Objective = Rescale the items below. Repeat every line, requests included, and multiply each bounding-box coordinate in the answers by 2.25, rounding to the nearest whole number with halves rounded up.

Provided entries =
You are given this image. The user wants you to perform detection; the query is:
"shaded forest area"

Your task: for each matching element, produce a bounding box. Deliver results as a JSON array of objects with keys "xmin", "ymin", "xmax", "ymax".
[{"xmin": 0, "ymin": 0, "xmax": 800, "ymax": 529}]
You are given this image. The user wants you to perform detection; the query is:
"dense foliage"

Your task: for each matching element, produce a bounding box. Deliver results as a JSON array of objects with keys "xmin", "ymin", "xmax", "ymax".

Response to this task =
You are given this image. The user wants you to perform detection; the query is:
"shaded forest area"

Your task: for each matching element, produce a bounding box. Deliver results as a JSON array of objects with keys "xmin", "ymin", "xmax", "ymax".
[{"xmin": 0, "ymin": 0, "xmax": 1800, "ymax": 1190}]
You are given this image. The user wants you to perform detection; the query is:
"dense foliage"

Your task: for each matching element, produce a bounding box. Deliver results as a JSON array of objects with keys "xmin", "ymin", "xmax", "ymax".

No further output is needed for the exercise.